Raw entries:

>> START

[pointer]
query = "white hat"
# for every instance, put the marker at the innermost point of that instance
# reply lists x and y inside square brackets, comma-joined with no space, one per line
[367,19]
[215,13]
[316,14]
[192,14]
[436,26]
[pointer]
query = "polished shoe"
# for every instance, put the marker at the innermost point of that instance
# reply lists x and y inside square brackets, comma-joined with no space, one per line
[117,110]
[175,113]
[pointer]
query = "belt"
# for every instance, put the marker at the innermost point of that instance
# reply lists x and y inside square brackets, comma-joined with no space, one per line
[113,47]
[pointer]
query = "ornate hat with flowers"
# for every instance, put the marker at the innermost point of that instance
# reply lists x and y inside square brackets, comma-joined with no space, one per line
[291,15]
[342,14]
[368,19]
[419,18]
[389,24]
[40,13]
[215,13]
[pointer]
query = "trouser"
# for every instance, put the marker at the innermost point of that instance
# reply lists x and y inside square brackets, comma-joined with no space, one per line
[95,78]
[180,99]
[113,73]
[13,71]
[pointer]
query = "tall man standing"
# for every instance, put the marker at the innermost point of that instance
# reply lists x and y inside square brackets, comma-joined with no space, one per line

>> END
>> START

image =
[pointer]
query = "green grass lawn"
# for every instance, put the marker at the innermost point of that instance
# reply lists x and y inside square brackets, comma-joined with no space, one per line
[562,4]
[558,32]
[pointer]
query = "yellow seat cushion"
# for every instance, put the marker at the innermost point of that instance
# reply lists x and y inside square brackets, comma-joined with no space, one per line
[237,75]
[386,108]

>> END
>> START

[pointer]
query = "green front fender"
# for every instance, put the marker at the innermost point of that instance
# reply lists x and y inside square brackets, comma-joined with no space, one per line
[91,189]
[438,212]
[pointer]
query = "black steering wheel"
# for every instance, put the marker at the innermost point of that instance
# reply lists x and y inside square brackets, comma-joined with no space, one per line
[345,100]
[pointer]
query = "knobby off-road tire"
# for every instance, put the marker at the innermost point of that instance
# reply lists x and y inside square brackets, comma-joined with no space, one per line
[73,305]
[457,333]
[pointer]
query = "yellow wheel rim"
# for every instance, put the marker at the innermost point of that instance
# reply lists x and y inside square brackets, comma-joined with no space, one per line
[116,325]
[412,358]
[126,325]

>> END

→ SHORT TASK
How many lines in the entries above contain the string "query"? Reply with the number only.

→ TASK RESULT
12